● **What you should do**: Go over the records and copy every line with the string "window".

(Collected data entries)

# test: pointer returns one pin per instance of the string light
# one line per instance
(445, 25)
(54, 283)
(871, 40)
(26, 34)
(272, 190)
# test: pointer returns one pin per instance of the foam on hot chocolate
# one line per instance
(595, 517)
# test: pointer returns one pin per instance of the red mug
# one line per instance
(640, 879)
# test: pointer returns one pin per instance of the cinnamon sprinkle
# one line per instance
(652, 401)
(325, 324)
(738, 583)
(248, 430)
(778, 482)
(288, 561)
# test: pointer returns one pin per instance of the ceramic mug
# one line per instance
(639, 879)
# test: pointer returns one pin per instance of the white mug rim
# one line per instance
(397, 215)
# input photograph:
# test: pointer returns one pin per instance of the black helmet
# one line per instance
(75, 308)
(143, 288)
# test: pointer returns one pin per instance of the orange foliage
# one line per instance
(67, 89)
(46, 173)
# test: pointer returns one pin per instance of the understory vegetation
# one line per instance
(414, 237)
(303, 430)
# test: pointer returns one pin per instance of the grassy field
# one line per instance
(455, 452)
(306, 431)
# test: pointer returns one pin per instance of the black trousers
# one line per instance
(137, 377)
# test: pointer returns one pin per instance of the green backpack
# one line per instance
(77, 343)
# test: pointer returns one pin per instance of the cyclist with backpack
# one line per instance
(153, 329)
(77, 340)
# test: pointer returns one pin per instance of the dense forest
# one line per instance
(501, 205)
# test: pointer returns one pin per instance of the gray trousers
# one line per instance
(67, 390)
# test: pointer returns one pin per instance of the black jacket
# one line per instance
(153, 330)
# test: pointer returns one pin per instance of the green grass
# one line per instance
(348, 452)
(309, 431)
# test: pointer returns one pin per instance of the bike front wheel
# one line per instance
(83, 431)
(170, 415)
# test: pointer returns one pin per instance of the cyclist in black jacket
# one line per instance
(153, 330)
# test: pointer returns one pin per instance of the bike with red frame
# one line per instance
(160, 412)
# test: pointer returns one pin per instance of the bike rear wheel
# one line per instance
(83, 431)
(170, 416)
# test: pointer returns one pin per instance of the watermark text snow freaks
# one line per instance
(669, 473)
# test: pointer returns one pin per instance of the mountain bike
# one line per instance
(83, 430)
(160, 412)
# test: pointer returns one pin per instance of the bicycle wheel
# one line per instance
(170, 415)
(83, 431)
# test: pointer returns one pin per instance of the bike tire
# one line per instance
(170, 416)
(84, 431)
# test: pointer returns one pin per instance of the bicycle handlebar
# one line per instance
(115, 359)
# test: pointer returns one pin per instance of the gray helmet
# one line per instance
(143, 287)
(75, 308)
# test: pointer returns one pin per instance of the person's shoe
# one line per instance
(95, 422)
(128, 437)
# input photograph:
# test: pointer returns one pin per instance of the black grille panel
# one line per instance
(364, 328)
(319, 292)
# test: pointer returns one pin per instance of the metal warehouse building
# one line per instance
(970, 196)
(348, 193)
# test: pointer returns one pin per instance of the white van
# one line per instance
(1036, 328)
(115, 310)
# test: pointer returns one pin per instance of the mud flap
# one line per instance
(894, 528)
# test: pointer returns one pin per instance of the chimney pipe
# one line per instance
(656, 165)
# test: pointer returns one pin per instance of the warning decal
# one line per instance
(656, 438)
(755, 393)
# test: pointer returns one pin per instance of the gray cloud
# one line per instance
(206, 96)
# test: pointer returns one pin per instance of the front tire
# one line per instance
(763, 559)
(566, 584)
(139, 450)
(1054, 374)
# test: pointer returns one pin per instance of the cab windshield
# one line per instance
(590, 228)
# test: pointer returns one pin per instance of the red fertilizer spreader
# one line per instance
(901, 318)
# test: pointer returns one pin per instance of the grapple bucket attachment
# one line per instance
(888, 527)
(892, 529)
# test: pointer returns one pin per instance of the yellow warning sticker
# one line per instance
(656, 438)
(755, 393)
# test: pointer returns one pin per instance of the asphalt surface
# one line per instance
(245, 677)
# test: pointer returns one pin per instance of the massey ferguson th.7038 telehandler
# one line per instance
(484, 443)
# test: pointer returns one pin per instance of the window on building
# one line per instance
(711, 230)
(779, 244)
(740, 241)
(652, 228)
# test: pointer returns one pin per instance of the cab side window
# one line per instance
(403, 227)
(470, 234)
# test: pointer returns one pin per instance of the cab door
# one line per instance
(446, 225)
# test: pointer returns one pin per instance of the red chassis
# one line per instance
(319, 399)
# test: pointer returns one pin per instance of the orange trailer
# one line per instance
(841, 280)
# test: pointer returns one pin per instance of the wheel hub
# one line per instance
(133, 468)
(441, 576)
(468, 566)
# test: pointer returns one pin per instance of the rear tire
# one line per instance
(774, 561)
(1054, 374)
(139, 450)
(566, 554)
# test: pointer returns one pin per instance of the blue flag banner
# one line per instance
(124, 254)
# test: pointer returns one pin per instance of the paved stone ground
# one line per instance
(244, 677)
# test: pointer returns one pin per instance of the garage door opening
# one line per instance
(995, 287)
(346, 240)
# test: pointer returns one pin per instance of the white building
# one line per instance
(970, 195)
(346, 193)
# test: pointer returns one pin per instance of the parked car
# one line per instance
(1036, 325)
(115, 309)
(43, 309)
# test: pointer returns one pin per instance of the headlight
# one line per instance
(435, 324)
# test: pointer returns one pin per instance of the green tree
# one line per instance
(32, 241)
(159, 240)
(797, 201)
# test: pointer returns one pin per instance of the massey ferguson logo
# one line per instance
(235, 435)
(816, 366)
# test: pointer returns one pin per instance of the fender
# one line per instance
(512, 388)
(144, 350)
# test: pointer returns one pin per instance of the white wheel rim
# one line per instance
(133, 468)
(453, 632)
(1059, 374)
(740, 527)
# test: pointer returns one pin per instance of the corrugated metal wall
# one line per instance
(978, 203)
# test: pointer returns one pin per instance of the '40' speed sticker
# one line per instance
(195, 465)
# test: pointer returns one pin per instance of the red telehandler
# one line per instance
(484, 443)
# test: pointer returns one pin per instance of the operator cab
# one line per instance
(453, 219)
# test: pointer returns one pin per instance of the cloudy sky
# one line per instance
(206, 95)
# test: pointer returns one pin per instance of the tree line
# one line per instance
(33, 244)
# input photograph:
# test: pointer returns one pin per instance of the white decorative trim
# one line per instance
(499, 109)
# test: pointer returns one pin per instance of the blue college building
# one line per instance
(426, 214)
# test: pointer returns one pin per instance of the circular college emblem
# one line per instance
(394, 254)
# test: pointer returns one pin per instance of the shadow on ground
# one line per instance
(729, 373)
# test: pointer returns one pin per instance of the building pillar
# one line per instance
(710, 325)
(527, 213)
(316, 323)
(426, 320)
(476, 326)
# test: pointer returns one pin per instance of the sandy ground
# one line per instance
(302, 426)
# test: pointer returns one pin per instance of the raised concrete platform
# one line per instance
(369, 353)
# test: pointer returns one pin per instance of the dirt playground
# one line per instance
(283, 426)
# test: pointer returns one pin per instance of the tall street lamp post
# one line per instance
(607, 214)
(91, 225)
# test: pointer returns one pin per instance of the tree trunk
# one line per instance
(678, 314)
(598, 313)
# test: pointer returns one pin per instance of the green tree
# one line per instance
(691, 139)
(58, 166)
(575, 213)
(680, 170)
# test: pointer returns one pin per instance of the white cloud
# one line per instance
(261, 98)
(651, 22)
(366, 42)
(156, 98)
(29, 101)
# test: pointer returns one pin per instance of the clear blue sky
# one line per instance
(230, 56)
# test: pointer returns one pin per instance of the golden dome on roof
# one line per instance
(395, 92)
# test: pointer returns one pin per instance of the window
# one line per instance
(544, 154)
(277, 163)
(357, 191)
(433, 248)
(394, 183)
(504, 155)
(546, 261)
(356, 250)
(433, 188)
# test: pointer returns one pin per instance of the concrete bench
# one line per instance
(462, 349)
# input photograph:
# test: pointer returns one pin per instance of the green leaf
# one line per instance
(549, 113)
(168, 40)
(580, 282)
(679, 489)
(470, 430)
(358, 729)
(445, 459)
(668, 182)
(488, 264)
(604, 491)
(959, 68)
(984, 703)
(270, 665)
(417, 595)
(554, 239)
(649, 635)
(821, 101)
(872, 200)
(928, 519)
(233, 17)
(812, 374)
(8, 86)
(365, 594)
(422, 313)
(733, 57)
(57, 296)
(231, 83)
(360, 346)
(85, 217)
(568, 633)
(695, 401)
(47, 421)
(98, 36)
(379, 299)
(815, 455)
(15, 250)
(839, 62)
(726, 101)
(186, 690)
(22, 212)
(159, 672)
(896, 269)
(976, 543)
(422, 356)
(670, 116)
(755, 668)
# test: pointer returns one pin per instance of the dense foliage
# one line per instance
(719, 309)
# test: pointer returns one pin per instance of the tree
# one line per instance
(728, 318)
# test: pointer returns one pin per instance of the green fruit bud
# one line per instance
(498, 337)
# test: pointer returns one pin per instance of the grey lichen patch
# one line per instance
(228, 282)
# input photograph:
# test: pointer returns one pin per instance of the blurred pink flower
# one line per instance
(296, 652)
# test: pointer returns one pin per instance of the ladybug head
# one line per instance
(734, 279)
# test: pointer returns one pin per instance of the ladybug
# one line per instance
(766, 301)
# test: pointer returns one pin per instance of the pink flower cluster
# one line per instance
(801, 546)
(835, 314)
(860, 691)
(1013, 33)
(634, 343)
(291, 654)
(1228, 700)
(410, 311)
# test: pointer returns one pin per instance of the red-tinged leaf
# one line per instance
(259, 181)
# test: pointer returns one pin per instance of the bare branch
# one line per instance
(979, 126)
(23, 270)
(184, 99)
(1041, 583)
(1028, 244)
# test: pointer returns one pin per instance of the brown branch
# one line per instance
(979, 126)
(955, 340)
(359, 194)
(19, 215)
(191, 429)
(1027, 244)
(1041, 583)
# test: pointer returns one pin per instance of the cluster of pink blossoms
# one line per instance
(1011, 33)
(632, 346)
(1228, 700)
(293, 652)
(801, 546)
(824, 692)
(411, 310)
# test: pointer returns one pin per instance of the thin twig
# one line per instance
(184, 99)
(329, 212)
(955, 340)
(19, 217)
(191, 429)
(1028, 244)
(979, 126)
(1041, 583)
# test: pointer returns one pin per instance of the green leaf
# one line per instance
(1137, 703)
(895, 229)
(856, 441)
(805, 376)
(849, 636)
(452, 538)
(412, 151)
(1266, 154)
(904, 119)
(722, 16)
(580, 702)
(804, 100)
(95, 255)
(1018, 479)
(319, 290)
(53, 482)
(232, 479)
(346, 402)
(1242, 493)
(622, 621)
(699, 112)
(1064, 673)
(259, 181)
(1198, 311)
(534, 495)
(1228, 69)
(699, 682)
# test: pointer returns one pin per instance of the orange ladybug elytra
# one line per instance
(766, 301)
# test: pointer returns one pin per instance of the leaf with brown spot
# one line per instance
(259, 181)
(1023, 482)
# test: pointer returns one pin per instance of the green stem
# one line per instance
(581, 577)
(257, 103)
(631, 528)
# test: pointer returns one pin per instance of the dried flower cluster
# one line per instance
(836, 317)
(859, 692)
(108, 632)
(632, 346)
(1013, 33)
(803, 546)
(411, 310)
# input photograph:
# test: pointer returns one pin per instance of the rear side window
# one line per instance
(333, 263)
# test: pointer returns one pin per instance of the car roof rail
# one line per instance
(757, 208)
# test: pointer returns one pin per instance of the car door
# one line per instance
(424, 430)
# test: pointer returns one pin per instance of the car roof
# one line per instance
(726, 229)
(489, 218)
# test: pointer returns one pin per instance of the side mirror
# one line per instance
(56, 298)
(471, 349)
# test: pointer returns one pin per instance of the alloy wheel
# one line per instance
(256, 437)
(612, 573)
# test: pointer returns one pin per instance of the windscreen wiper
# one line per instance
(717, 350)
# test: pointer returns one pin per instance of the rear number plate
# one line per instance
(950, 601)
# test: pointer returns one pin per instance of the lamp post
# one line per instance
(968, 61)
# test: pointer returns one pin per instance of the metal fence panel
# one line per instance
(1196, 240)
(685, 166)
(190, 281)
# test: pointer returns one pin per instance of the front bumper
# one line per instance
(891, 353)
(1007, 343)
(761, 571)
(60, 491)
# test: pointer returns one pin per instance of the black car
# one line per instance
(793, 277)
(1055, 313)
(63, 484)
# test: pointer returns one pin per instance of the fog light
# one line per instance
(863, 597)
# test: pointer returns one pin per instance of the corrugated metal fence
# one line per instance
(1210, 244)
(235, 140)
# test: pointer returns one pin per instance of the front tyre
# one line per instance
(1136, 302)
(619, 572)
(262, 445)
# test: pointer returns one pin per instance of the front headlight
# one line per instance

● **Solution**:
# test: pointer returns one pin per instance of the window on building
# test: pointer returns one pin per instance of the cab side window
# test: pointer returns one pin per instance of the window
# test: pointer returns one pin per instance of the rear side window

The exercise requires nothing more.